» **WHAT THE TASK REQUIRES**
Can you give the rows below as a Markdown table with the columns "No." and "Line", numbering each line and skipping blank ones? Leave the pictures out of the answer.

(Excerpts from point annotation data)
=====

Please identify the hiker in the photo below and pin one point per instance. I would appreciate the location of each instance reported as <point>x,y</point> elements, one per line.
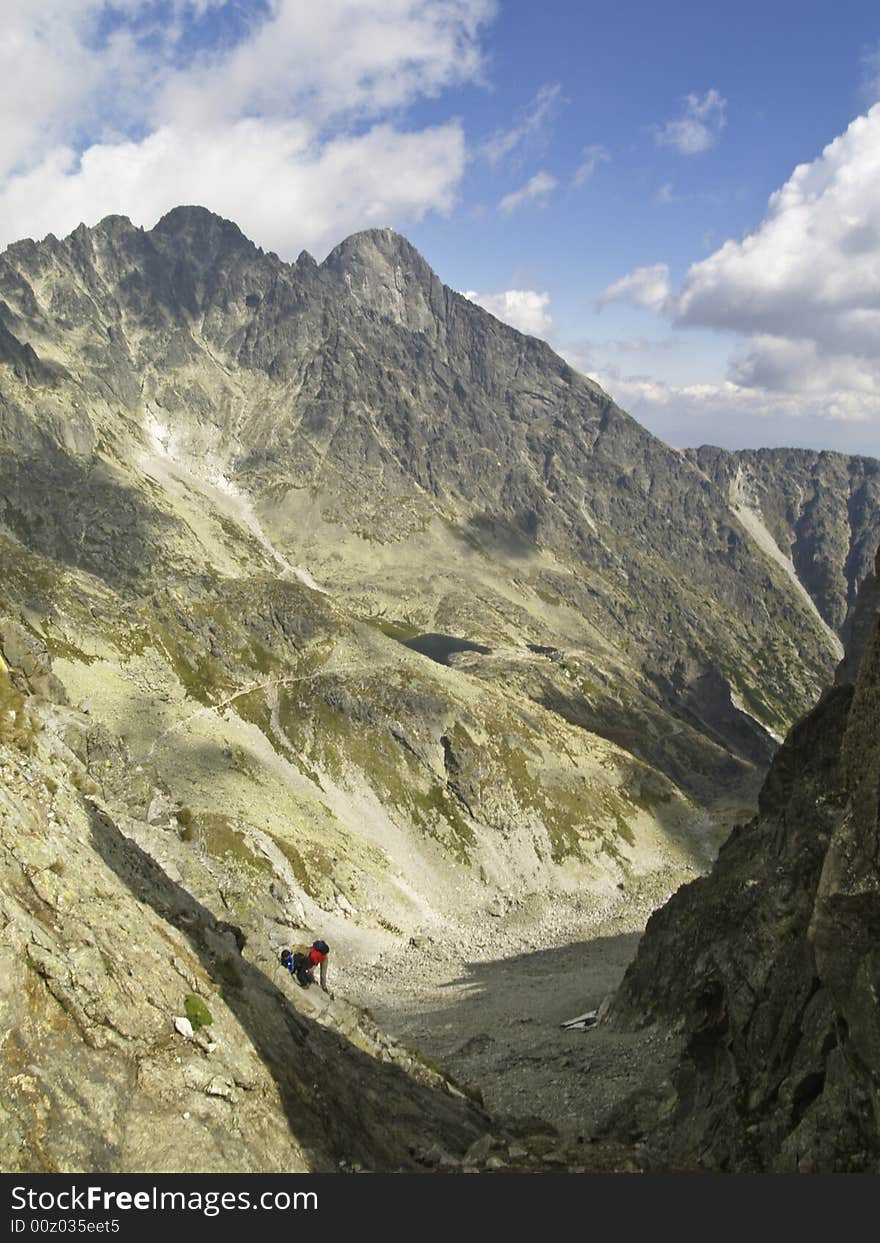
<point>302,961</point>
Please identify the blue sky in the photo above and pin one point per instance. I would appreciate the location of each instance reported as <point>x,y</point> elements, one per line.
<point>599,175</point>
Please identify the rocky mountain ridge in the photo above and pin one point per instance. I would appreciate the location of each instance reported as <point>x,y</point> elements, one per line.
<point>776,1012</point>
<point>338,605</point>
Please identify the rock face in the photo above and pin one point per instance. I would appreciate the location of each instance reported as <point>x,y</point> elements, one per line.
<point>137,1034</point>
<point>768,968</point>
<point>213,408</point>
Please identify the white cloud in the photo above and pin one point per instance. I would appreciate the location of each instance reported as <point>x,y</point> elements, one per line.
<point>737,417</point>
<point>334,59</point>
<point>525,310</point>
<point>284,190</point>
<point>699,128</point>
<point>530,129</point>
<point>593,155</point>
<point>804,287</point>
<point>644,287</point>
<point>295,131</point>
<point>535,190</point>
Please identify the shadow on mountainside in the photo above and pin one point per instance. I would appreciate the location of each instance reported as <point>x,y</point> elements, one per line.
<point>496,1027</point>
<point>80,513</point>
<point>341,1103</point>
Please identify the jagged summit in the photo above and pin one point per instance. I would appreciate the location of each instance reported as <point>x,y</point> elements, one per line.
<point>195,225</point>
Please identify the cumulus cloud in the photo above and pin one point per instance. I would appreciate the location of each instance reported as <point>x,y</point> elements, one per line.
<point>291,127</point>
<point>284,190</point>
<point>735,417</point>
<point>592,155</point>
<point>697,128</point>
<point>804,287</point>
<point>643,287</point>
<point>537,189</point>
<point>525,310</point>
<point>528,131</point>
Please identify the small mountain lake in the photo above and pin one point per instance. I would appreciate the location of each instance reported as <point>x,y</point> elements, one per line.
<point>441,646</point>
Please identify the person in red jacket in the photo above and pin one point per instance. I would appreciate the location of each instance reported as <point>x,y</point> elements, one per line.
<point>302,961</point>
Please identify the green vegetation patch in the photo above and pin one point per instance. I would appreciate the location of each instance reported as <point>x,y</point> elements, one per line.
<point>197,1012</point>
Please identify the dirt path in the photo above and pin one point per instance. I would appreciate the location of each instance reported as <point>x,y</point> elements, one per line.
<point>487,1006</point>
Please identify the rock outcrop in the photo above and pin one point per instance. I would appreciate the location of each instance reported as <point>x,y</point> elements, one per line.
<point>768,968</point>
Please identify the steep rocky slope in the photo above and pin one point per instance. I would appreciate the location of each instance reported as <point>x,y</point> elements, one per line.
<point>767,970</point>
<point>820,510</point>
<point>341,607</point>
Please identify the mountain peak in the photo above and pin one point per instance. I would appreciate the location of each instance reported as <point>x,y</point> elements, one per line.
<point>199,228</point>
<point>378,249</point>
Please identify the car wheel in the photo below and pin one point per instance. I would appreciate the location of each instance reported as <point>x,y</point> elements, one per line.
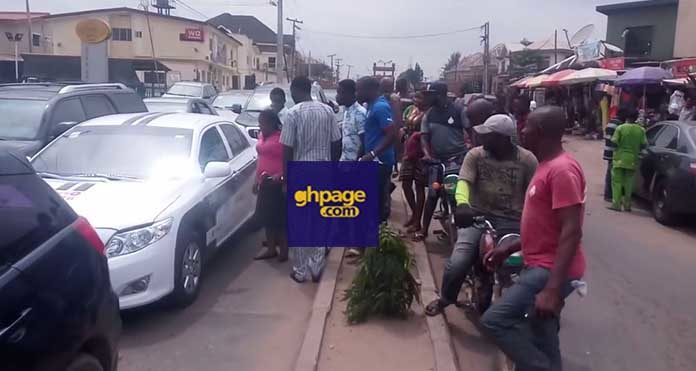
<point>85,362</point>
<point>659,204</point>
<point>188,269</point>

=====

» **TASK OUTPUT**
| No. | Line |
|---|---|
| 1 | Please identify the hiker in the photo below and pin one point per instance. I would appreciate the location of each instance reported as <point>x,y</point> elements, one per line. |
| 2 | <point>302,961</point> |
| 3 | Please identify the blue sky in the photo above and pin one point per instance. I would appreciate the location of each instance reported as <point>x,y</point> elements, one per line. |
| 4 | <point>599,175</point> |
| 5 | Please identify the rocky mountain ridge in the photo above and pin one point per instance. I would appreciate the location of each instance reported as <point>x,y</point> elements, one per line. |
| 6 | <point>776,1012</point> |
| 7 | <point>338,605</point> |
| 8 | Please identify the rock face in the photo above and pin one point per instance. I would appreciate the location of each instance reported as <point>x,y</point> elements, one per line. |
| 9 | <point>137,1034</point> |
| 10 | <point>768,968</point> |
| 11 | <point>213,408</point> |
| 12 | Please identify the white cloud in the photo above and pin one point per instance. I would appreciate the location of each instance reported as <point>x,y</point> elements, one per line. |
| 13 | <point>737,417</point> |
| 14 | <point>334,59</point> |
| 15 | <point>525,310</point> |
| 16 | <point>284,190</point> |
| 17 | <point>699,128</point> |
| 18 | <point>530,129</point> |
| 19 | <point>593,155</point> |
| 20 | <point>804,287</point> |
| 21 | <point>644,287</point> |
| 22 | <point>295,131</point> |
| 23 | <point>535,190</point> |
| 24 | Please identify the shadow on mountainside in the photo above and pin one point per instance. I would appreciate the location of each instance reported as <point>x,y</point> elements, one per line. |
| 25 | <point>496,1027</point> |
| 26 | <point>80,513</point> |
| 27 | <point>341,1103</point> |
| 28 | Please identify the jagged summit in the photo above and pin one point per instance. I would appreciate the location of each instance reported as <point>x,y</point> elements, one per line. |
| 29 | <point>195,225</point> |
| 30 | Please identify the cumulus cloud in the photo above and pin one point per instance. I would appreciate the location of each instance reported as <point>x,y</point> elements, one per line. |
| 31 | <point>291,127</point> |
| 32 | <point>284,190</point> |
| 33 | <point>735,417</point> |
| 34 | <point>592,155</point> |
| 35 | <point>697,128</point> |
| 36 | <point>804,287</point> |
| 37 | <point>643,287</point> |
| 38 | <point>537,189</point> |
| 39 | <point>525,310</point> |
| 40 | <point>528,131</point> |
| 41 | Please identify the small mountain lake in the photo above and pin one point per instance. I would appreciate the location of each instance reported as <point>x,y</point> elements, one per line. |
| 42 | <point>441,646</point> |
| 43 | Please identify the person in red jacket in the photo above and pin one point per instance. I would appreciate the location of each instance reported as <point>x,y</point> elements, one per line. |
| 44 | <point>302,961</point> |
| 45 | Please identify the green vegetation patch in the photo above and pin one point per instance. I would appreciate the location of each instance reported as <point>x,y</point> elements, one per line. |
| 46 | <point>197,1012</point> |
| 47 | Please identify the dirt path in the photo above and pin one point per instance. I would appreciate the location of each instance reported as <point>x,y</point> elements, one per line. |
| 48 | <point>487,1006</point> |
| 49 | Please identify the rock outcrop in the photo above and pin one point per instance. I would appreciate the location of each instance reported as <point>x,y</point> elements, one per line. |
| 50 | <point>768,968</point> |
| 51 | Please identify the steep rocky slope in the photo above and pin one point per instance. I would appreciate the location of each instance reported as <point>x,y</point> elements, one per line. |
| 52 | <point>767,970</point> |
| 53 | <point>820,510</point> |
| 54 | <point>341,607</point> |
| 55 | Please identify the mountain peak in the photo above and pin one point per instance. I would appreciate the location of each instance reported as <point>x,y</point> elements, one per line. |
| 56 | <point>199,228</point> |
| 57 | <point>378,249</point> |
| 58 | Please identify the car wheel in the photo below and pin one point per instance. I would appreciate the location of each instance reported as <point>x,y</point> elements, one per line. |
| 59 | <point>85,362</point> |
| 60 | <point>659,204</point> |
| 61 | <point>188,269</point> |